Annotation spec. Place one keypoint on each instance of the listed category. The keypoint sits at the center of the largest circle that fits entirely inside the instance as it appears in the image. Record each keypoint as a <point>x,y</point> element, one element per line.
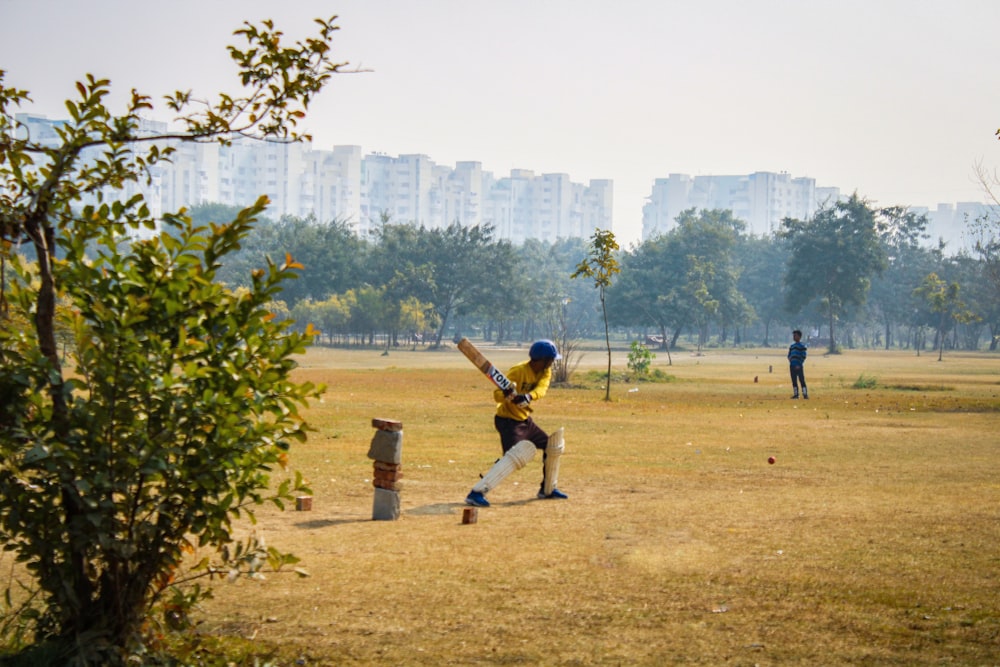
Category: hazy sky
<point>896,99</point>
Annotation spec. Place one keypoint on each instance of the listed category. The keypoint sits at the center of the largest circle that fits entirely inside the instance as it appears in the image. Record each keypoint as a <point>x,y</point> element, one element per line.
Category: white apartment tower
<point>761,199</point>
<point>343,184</point>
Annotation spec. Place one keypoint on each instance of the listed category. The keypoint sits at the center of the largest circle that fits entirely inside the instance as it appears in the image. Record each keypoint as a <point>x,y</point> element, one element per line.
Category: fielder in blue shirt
<point>796,360</point>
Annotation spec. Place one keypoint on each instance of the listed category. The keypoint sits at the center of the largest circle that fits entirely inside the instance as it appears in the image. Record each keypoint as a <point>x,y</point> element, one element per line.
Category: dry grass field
<point>874,538</point>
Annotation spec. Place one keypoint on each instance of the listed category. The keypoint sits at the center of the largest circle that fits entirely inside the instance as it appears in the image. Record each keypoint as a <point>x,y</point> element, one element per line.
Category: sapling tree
<point>601,265</point>
<point>162,422</point>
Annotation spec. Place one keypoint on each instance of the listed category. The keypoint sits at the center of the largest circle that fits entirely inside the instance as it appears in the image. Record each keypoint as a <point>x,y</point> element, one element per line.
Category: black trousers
<point>798,377</point>
<point>512,432</point>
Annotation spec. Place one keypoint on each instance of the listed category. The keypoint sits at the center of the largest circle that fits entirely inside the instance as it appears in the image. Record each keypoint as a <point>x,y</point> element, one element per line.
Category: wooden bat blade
<point>473,354</point>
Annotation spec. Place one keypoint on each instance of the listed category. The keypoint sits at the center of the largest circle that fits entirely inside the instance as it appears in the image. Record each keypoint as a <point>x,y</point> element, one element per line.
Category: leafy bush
<point>146,406</point>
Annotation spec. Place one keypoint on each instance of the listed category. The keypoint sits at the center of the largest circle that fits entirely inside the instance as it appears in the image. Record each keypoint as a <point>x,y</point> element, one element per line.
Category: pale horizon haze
<point>893,99</point>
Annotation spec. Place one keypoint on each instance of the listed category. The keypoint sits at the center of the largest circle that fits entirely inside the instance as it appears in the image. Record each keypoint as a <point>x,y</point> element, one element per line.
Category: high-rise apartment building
<point>363,190</point>
<point>761,199</point>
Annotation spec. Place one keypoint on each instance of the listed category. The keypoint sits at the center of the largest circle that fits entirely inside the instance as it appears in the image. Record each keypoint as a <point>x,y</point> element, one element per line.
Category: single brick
<point>387,446</point>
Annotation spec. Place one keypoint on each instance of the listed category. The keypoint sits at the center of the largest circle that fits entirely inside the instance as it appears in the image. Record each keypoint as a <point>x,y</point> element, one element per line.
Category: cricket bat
<point>495,375</point>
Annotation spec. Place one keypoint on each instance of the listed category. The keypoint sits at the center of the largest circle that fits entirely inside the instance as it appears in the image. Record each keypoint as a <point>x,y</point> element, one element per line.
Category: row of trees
<point>857,275</point>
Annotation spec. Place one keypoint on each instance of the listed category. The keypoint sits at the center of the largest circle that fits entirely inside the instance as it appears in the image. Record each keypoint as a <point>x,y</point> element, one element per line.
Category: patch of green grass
<point>865,382</point>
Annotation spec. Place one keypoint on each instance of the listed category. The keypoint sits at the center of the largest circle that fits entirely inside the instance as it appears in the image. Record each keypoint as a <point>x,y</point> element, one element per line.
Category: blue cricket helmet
<point>543,349</point>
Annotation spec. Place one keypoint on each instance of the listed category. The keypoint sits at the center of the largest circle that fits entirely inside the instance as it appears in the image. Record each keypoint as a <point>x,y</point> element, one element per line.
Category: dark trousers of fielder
<point>798,377</point>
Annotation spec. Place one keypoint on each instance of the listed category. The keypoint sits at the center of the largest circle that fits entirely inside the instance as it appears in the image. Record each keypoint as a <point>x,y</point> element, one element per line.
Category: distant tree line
<point>851,276</point>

....

→ **YOUR TASK**:
Reproduce every one of the records above verbatim, from the first line to the last, omitting any picture.

→ **TASK SOLUTION**:
Annotation spec. Place one keypoint on each instance of the listed category. The keypoint sits at the center of the largest circle that fits entirely inside the instance as it appears in the image. Record each keypoint as a <point>x,y</point> element, one element per line.
Category: hazy sky
<point>896,99</point>
Annotation spec. Place one keypoint on each instance of the listed category. The keypoint sits at the center of the largest circle that fits entirely inside the instance as it appears in the image. Record each keypoint as a <point>x,y</point> element, one element per line.
Category: white apartment tower
<point>761,199</point>
<point>343,184</point>
Annotation spec. Place one keypoint on each instance of the listed category. The keypoint sits at the center of the largest circle that fits entirely inside the instance as it appears in the image. Record each keypoint as a <point>x,y</point> element, one element per line.
Category: fielder in blue shirt
<point>796,360</point>
Annotation spec. Place one keypoint on each instance of the listed category. The keypoint sits at the center of the largest circle that fits entirely inside the instance as it appears in the image. Record each keypoint as a <point>x,y</point> element, one element per line.
Category: dry grass field
<point>874,538</point>
Annotation spec. Place one keypoint on each instance of the listed category. The keypoint sits at the center of the largest circle that fits entirely inside the instance as it appears in the image. Record each keypoint as a <point>x,y</point> element, one element per line.
Category: sapling tree
<point>601,265</point>
<point>162,422</point>
Annotation spec. Place one keypoint on each instance of the listed category. The keypoint sits at the center of the largest circle that fits entirely inside the instance as it appears in the image. Record each keypoint as a <point>x,y</point> element, one element per line.
Category: black trousers
<point>798,377</point>
<point>512,432</point>
Annotation spec. Place one keypoint on each instance of the listed category. The keypoint sits at the center of the largest circle that fits entirely inside the instance as it appears in the image. Record each keypoint as a <point>x,y</point> element, one element per line.
Category: wooden bat blade
<point>473,354</point>
Annotation spec. Place one keypoint on each instance of the listed category. The keypoint sits at the center of the largest circle that fits entirely inside the instance as it appears in the image. Record each keypoint as a <point>x,y</point> element, one element per line.
Category: leafy bush
<point>146,406</point>
Annotation spec. Place one keypoint on each instance of the listed category. The keypoint sits at the center of the largest circle that fits entirely inside the instance as it appears in the image. Record each keypoint as a <point>x,y</point> element, one element per line.
Category: pale horizon haze
<point>893,99</point>
Annotation spec. Place one keypoint on each instance of the listed category. The keypoint sits at the center of the largest circle that fits entirely inside the instance as it appears in the image. Record each keypoint as a <point>x,y</point> element, one element per line.
Category: high-rise apartment building
<point>363,190</point>
<point>761,199</point>
Annotation spec. Place one keypoint on each instance of the listed category. The keypoint sits at the center of the largest circle that fits entirely inside the instance as it appears in the image. Record each keypoint as a <point>x,y</point> element, one element per line.
Category: single brick
<point>387,446</point>
Annotation spec. Place one keypoint on each instance of the listed category. The keypoint sits at the center of the largest circle that fits entirely inside the instance as it appears in the image. Record each keypoint as a <point>x,y</point> element, one element per line.
Category: cricket bat
<point>495,375</point>
Annotation spec. Place one keypoint on each instance of the listed category. The keypoint sits at the center of the largest circle that fits entirely inside the instance as it appears in the image. Record each keypoint as a <point>x,y</point> element, one element per line.
Category: row of trees
<point>857,275</point>
Annotation spec. Place one keypoint on each instance of the listed category. The keypoint sits at the center of the largest circle that fits entirely inside the instance as it appears in the image. Record each keypoint as a <point>x,y</point> element, one element per line.
Category: patch of green grass
<point>865,382</point>
Annotation spec. Place one keypoint on each instance of the listed category. The keypoint sits at the center of the largest circle that fits entirely inside the instance as it appears in the image. Record each keypoint as a <point>x,y</point> element, one element per line.
Category: blue cricket helmet
<point>543,349</point>
Annotation spec. Place one keypoint on each instance of the listed category. The keypoint sits at the center of the largest circle that fits entirely inside the instance as it appears in the image. Record each keypoint as a <point>x,y</point> element, one element per line.
Category: dark trousers of fielder
<point>798,377</point>
Annotation spec. Place one keypoint on each instance of the listed category. The keypoint sits at the center of the largest circle that fits entirely inside the instance as it appears in the image. Record each keypoint as a <point>x,y</point> element, one element per line.
Category: distant tree line
<point>851,276</point>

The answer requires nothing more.